━━ Data to use ━━

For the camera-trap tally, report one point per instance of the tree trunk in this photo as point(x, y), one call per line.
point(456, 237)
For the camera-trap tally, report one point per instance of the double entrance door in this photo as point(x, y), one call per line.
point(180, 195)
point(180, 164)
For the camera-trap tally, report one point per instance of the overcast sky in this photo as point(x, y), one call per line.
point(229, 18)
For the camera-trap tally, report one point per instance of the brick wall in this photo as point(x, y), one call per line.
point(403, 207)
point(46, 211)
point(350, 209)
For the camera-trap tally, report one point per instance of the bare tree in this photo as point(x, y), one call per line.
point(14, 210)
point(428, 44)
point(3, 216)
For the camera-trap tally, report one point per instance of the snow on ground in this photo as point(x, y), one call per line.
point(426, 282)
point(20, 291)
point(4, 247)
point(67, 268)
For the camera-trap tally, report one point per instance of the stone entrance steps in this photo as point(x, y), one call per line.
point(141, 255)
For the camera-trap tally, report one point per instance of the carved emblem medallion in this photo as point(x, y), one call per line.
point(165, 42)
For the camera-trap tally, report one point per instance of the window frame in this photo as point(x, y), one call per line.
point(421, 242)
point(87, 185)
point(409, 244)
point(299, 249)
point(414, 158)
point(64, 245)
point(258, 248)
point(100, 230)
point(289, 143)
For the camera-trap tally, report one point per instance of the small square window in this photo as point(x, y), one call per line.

━━━
━━ Data to use ━━

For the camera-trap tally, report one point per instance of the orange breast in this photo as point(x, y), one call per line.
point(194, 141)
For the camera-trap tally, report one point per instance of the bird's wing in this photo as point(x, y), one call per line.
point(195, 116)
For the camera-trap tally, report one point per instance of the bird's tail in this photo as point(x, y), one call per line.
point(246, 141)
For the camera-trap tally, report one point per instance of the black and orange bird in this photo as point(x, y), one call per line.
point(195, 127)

━━━

The problem:
Precisely the lines between those holding "of the carved" and "of the small", inclusive, are to be reproduced from the listing above, with nothing added.

Problem solution:
For the camera-trap tally, report one point per instance of the carved emblem medallion in this photo as point(x, y), one call per line.
point(165, 42)
For the camera-trap tally, report one point per instance of the window frame in this photo as point(x, y), one call per line.
point(421, 242)
point(87, 185)
point(409, 244)
point(299, 249)
point(414, 158)
point(64, 245)
point(258, 248)
point(100, 230)
point(289, 143)
For the camera-trap tally, report one point per instance of the small square window in this photo as point(x, y), one call per line.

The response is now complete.